WHAT YOU HAVE TO DO: Rewrite every line of the records below as a numbered list, dropping blank lines and leaving the pictures out.

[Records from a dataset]
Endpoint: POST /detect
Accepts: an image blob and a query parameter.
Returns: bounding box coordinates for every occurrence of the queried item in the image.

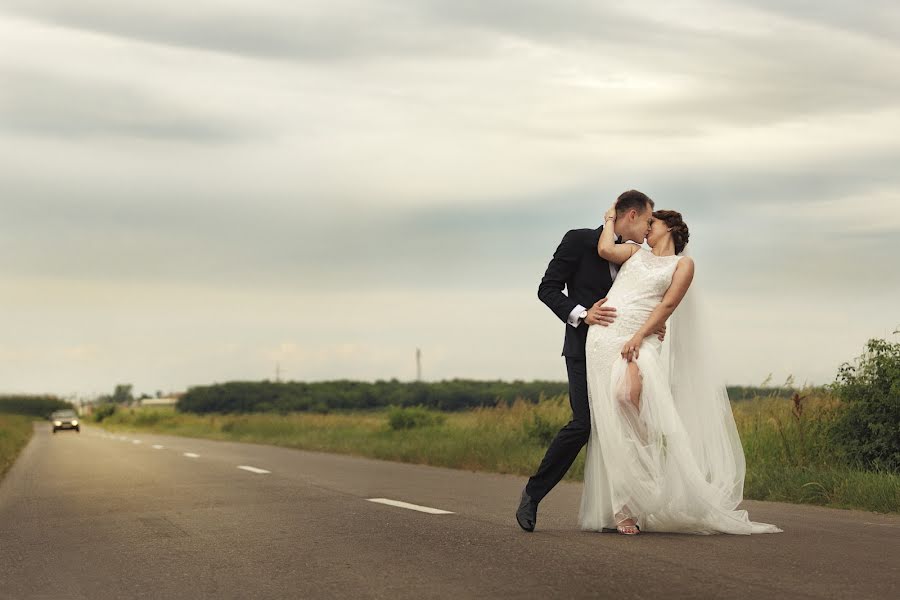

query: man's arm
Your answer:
[538,229,584,325]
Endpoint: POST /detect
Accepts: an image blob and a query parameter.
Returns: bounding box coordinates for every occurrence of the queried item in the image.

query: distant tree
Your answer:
[112,383,134,404]
[831,339,900,472]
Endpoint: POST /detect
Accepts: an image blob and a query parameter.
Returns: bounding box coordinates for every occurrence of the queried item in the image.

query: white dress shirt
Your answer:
[566,237,619,327]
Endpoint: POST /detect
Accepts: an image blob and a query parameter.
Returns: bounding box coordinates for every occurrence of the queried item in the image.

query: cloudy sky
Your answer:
[0,0,900,396]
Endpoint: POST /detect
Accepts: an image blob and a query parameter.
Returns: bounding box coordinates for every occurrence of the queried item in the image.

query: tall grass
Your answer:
[103,391,900,512]
[0,413,33,479]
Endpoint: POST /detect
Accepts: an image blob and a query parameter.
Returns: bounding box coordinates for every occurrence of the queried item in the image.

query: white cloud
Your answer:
[0,0,900,392]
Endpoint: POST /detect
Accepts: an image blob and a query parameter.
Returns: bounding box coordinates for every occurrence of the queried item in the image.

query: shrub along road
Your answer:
[0,424,900,599]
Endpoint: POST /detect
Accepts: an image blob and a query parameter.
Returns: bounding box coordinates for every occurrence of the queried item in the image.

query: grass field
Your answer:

EXERCISE SOLUTION:
1. Endpoint: POST /detect
2. Accepts: an image blob and a query parameter.
3. Returns: bounding box coordinates for every occurrence of the queried item in the image.
4. query: man's arm
5. Your answer:
6. [538,229,584,325]
7. Endpoint: POST /detect
8. Accepts: an image blob and a query parameter.
9. Returns: bounding box coordinates for every occurrence of the queried item in the image.
10. query: distant tree
11. Your answer:
12. [112,383,134,404]
13. [831,339,900,472]
14. Endpoint: POST /detect
15. Accepts: an image blob and a query parameter.
16. Returns: bounding box coordinates for every occurrence of the queried item in the image.
17. query: white dress shirt
18. Your answer:
19. [566,237,619,327]
20. Endpoint: POST /detect
21. Accepts: an image blob and a query parameter.
22. Returns: bounding box coordinates for every occurrence of the queried item in the image.
23. query: cloudy sky
24. Your answer:
25. [0,0,900,396]
26. Endpoint: POST /detect
27. Accepts: an image blob and a query parameter.
28. Returns: bounding box coordinates for every occurrence of the queried item in the image.
29. query: tall grass
30. Your answer:
31. [103,391,900,512]
32. [0,413,33,479]
33. Endpoint: POST /detect
34. Accepts: an image blob and a query parameter.
35. Returns: bounding box coordinates for every occurrence of the queried item in the image.
36. query: white cloud
37. Your answer:
38. [0,0,900,392]
39. Endpoint: POST /detect
40. Accepts: an image blob and a query parameter.
41. Returns: bounding box coordinates for every occurrence of the queried item in the image.
42. query: shrub along road
43. Your answer:
44. [0,424,900,599]
45. Endpoint: POST /detect
46. Accepts: an image blob and a query parameter.
47. Returns: bounding box coordinates for every occurrence of the queried item in the image.
48. query: grass field
49. Your answer:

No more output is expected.